▸ Work to be completed:
Continue the reminiscence about music and a childhood wait outside Carl Wilson's house, which appears below, starting after its final sentence.

In 1992, Ray Bradbury won an Emmy Award, the top honor in television, for his adaptation of his own book, The Halloween Tree. The Emmy was for "Best Animated Children's Program." Here is the award in the Bradbury living room. Behind it, the green bankers lamp, was a prop from the set of his 1983 film, Something Wicked This Way Comes.
Ever since I was a kid, music has been central to my creative process. Whether building an airplane model kit in the basement of my parents' home; drawing my own comic books late into the night in my childhood bedroom; or writing my very first, simplistic novels when I was all of 11—music has been paramount. I have always listened to music while creating.
Today is certainly no different.
As I worked on the first edition of Listen to the Echoes: The Ray Bradbury Interviews, and the new, updated art book, I had a constant soundtrack going in the background, a low dB companion to the task of assembling this taut little tome of Bradbury’s memories, philosophies, ideologies, and inspirations. When I am writing, music is seldom a mental distraction. Many writers simply cannot work with background noise. For some reason, I need it. Music has forever been one of the most important things in my life.
It goes back to my very early days. I remember my brother and sisters playing Beatles and Badfinger records.
When I was 8, living in Malibu, California, I was a Beach Boys fanatic. It just so happened that Carl Wilson, the band’s guitarist and velvet-throated vocalist, lived not too far from my own home. His house was a Moroccan-style mansion, fittingly right by the beach, near Trancas Canyon. One sun-soaked afternoon (as most Malibu days are), I decided to hang out on the street near the house. This was a different era when kids wandered around unsupervised, whiling sunny days away, exploring and discovering. I stood on the street outside the Wilson mansion hoping for a glimpse of the famous Beach Boy. It didn’t take long, maybe an hour, and a Mercedes wheeled in to the driveway and a woman stepped out from the vehicle. I recognized her from the liner notes of my vinyl copy of the Beach Boys' 15 Big Ones—Carl Wilson’s wife. She wore over-sized sunglasses and carried bags from a local children’s clothing store. The rest of the car was loaded with groceries. She saw me right away.

▸ Data provided:
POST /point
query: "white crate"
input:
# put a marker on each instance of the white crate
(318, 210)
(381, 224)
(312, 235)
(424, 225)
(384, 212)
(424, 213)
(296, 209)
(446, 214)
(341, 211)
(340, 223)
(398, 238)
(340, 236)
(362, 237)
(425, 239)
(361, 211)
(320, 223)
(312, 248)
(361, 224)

▸ Task response:
“Are you waiting to meet my husband?” she asked.
“Yes,” I said, nodding. She informed me that her spouse was, predictably, on the road. But then she made a most generous offer:
“If you help me in with my groceries, I can try to find an autograph picture for you.”
I helped her carry the bags from the market into the house. Just passed the front door, we walked through the foyer, which had a small rectangular swimming pool with flower pedals floating on the surface. We went into the shady, richly appointed home, and I set down my armload of brown paper bags from the local supermarket. Mrs. Wilson looked around a bit, in a closet, in drawers, and emerged with a publicity photograph of her husband, along with a handful of promotional material for the Beach Boys’ latest album.
I was elated.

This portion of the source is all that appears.